'''
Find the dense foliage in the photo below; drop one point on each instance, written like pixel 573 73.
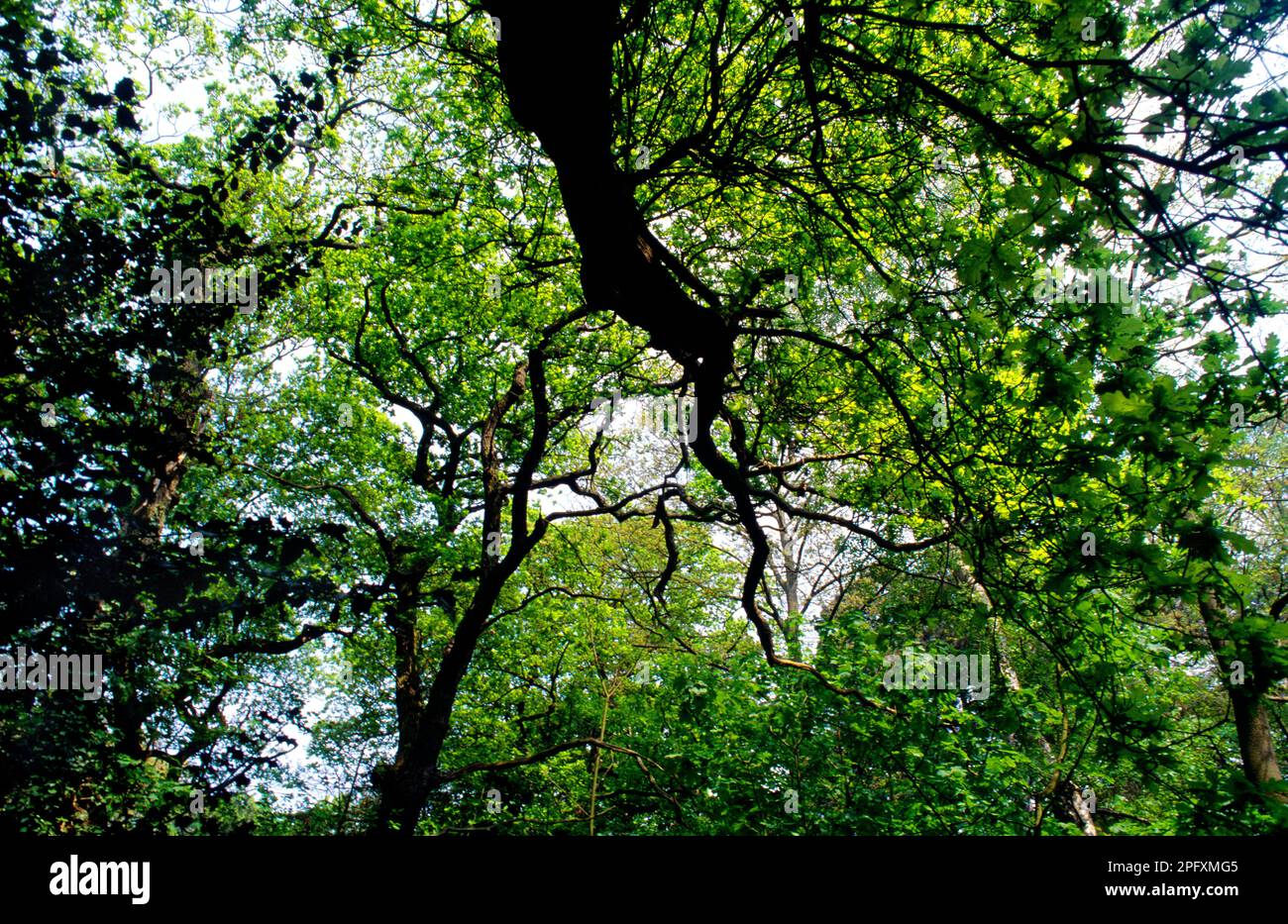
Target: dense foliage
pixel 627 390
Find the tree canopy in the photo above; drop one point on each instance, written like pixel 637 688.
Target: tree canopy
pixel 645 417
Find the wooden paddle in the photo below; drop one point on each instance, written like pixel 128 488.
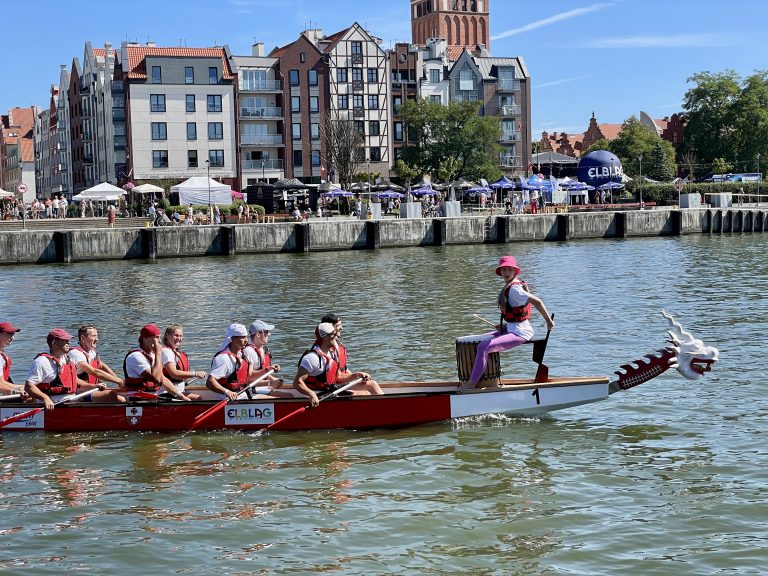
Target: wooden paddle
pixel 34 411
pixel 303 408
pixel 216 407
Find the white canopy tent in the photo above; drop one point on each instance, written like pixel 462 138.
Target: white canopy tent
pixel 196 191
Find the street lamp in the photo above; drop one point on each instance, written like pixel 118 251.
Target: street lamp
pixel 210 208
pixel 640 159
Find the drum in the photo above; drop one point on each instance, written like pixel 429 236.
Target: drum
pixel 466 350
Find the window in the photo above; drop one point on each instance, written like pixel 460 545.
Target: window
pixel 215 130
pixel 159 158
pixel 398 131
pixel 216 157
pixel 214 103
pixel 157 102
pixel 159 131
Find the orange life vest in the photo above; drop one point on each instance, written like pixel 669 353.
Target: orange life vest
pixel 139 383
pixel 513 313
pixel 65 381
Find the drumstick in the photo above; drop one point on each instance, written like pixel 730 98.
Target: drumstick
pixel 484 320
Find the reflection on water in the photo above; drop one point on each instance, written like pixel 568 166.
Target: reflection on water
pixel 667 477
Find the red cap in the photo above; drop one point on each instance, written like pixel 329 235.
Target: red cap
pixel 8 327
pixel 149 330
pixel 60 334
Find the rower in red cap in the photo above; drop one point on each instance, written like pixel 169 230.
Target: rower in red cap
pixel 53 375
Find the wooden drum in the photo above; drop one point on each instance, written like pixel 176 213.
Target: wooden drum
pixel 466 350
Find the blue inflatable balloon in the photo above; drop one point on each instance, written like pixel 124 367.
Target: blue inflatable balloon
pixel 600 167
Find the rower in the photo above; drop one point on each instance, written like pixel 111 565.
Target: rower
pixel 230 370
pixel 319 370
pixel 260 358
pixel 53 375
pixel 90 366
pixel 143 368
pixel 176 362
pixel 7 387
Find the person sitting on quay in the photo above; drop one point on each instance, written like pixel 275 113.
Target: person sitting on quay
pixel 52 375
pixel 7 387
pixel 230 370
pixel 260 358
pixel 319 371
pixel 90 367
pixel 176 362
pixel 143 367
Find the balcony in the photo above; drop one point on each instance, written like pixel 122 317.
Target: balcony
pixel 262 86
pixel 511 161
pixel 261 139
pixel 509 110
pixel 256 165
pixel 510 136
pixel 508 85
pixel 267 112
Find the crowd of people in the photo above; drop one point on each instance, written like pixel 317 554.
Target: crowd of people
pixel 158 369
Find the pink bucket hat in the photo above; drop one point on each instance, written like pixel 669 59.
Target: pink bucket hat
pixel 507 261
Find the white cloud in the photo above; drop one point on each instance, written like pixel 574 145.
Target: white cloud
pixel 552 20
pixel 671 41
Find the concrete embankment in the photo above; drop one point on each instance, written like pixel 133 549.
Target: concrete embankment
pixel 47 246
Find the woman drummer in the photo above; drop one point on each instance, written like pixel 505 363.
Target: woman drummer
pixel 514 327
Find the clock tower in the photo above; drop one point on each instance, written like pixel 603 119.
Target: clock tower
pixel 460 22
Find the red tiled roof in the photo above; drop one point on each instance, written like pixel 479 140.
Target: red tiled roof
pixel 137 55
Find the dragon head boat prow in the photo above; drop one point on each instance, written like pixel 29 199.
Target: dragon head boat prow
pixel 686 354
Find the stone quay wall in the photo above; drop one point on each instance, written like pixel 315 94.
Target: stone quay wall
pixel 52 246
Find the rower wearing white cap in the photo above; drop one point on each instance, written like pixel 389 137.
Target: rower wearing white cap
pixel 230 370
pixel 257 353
'''
'''
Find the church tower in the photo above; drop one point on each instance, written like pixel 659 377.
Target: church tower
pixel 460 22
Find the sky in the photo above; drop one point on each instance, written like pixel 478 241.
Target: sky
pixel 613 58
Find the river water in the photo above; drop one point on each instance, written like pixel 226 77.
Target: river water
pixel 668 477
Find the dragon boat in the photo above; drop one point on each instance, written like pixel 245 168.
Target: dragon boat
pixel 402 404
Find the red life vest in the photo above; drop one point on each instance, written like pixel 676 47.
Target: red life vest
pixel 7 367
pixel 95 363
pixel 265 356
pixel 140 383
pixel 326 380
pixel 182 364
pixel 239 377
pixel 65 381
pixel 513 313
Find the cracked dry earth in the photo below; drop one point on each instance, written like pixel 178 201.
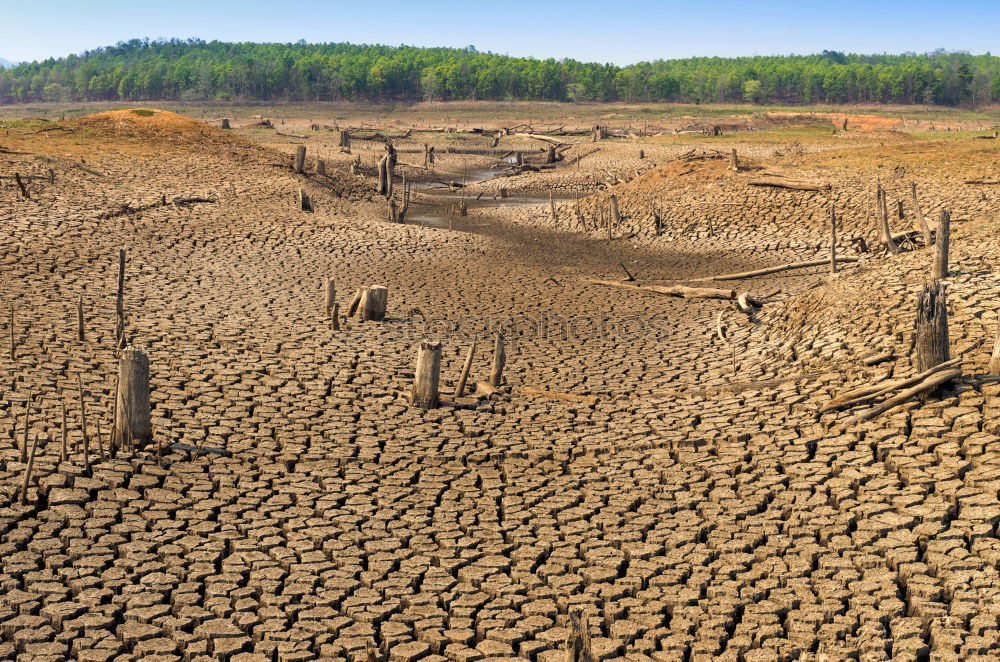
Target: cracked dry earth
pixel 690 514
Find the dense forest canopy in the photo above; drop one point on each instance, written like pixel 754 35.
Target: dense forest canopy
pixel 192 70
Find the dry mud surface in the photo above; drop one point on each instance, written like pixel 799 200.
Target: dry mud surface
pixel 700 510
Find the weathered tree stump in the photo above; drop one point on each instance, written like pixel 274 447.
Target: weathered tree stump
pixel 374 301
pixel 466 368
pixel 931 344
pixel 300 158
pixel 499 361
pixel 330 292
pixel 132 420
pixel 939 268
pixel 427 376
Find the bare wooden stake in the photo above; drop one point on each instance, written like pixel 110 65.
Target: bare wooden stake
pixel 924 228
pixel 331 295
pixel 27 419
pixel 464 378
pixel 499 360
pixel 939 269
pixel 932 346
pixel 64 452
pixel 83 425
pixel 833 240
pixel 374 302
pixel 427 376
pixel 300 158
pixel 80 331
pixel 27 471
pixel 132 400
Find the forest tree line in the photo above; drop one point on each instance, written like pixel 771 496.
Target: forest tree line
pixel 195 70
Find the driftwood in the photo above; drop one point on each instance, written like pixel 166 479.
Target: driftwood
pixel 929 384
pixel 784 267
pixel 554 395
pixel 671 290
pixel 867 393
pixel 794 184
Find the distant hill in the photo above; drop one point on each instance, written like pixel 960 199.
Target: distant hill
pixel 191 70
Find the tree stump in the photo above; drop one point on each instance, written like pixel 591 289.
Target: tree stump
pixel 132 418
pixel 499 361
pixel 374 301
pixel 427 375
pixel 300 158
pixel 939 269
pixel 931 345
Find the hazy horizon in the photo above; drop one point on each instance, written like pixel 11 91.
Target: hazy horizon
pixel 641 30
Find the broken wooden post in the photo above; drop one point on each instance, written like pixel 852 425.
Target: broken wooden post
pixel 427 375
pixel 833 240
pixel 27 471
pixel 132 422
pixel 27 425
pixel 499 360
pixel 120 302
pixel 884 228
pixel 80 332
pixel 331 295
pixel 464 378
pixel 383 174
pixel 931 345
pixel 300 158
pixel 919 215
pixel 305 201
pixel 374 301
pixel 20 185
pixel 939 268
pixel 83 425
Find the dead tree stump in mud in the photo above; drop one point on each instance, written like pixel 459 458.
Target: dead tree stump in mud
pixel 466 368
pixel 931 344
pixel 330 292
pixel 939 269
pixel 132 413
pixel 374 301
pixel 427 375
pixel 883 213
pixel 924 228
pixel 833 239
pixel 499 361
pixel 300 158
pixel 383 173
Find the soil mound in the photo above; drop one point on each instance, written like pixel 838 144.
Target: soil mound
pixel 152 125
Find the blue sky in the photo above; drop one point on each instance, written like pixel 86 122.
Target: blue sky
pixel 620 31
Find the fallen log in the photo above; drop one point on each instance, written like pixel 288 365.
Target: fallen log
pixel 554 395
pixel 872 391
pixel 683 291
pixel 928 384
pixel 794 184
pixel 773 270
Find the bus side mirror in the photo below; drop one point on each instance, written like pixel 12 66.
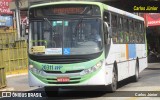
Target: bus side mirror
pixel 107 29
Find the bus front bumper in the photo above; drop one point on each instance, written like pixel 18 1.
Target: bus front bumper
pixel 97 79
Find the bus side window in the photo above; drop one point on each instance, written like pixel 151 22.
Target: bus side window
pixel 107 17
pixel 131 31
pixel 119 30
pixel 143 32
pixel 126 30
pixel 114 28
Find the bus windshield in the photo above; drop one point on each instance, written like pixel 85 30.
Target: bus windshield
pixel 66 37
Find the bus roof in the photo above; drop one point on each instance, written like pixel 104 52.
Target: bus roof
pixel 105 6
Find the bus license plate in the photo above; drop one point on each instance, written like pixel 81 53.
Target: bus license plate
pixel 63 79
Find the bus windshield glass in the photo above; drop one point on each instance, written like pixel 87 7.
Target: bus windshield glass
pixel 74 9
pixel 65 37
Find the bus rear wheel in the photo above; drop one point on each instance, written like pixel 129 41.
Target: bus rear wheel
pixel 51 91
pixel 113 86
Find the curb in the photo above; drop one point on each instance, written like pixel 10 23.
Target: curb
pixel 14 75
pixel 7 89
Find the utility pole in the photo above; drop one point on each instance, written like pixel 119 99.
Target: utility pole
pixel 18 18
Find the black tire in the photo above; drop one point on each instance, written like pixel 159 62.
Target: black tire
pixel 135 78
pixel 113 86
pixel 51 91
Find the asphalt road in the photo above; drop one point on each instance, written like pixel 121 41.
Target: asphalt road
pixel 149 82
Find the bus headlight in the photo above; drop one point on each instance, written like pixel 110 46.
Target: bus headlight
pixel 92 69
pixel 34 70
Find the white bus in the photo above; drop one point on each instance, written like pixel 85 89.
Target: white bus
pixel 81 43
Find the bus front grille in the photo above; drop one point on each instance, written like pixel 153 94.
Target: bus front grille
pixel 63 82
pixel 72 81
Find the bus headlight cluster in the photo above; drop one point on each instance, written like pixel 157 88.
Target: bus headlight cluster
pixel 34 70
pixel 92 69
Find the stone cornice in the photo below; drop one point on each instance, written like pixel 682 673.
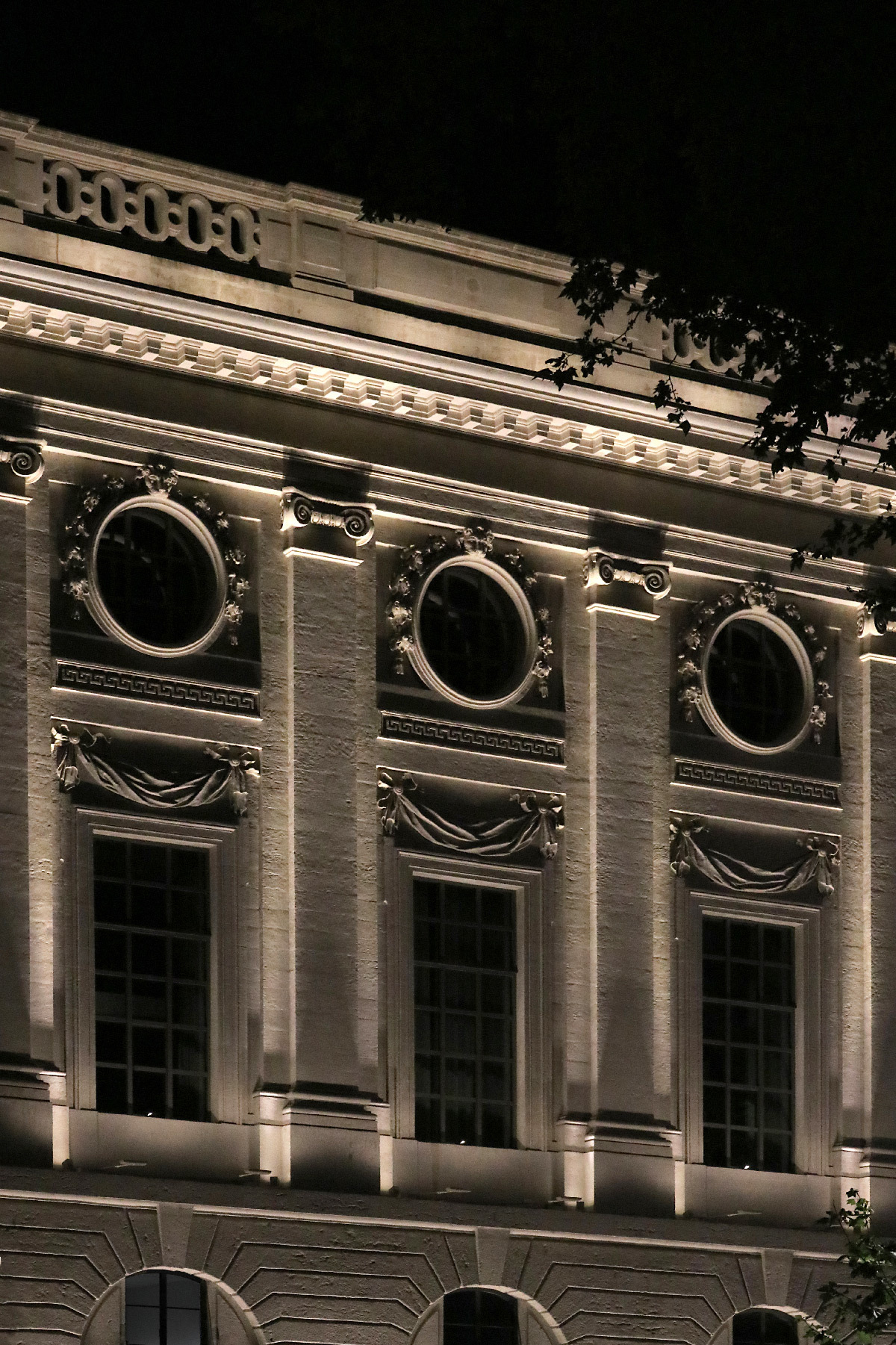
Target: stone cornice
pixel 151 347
'''
'''
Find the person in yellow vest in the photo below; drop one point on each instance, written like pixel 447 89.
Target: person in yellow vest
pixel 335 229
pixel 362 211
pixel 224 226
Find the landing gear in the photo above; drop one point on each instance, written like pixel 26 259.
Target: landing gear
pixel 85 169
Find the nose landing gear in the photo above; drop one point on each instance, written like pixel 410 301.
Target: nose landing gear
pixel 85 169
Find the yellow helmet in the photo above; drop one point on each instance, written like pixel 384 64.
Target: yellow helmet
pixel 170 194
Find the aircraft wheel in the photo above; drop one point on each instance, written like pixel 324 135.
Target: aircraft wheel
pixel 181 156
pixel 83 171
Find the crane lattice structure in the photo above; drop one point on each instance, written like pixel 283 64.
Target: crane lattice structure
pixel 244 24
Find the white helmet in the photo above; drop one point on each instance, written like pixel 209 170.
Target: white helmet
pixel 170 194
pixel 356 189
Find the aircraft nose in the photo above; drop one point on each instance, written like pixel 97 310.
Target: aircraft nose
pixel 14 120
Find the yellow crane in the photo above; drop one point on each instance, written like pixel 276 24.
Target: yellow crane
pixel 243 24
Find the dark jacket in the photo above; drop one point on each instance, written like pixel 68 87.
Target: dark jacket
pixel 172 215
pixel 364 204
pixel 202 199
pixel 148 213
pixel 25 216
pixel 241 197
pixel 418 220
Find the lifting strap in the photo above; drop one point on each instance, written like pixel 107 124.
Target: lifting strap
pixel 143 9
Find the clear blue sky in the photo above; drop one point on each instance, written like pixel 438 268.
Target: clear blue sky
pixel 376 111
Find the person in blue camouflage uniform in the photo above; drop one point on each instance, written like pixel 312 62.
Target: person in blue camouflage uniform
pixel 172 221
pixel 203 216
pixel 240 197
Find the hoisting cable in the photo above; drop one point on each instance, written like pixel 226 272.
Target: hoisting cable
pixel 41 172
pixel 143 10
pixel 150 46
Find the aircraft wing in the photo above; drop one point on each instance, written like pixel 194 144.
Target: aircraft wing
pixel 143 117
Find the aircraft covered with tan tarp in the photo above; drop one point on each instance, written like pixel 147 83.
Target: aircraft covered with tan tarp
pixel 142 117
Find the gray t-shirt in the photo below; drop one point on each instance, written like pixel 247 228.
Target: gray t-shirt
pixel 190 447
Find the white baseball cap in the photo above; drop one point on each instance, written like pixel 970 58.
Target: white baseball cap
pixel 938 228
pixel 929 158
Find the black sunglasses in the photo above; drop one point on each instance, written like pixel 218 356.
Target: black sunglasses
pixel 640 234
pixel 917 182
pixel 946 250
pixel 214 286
'''
[Task instructions]
Copy the lines of the material from the one containing "Find the bus side mirror" through the one containing "pixel 63 79", including both, keeping each line unchanged and leaving out any picture.

[Task response]
Find the bus side mirror in the photo below; drop one point on each instance, written like pixel 12 66.
Target: bus side mirror
pixel 107 29
Find the bus front bumper in the photo above; drop one point on each instance, written like pixel 18 1.
Target: bus front bumper
pixel 97 79
Find the bus side window in the photo above; drop one point on each instance, written like pixel 151 22.
Target: bus side window
pixel 107 17
pixel 131 31
pixel 119 30
pixel 143 32
pixel 126 30
pixel 114 28
Find the bus windshield in the photo above; drop one point on each instance, written like pixel 85 30.
Target: bus windshield
pixel 66 37
Find the bus roof in the photo above; drop one point on each instance, written like pixel 104 52.
Target: bus roof
pixel 105 6
Find the bus license plate in the photo above; drop one point on each instance, written like pixel 81 53.
Target: bus license plate
pixel 63 79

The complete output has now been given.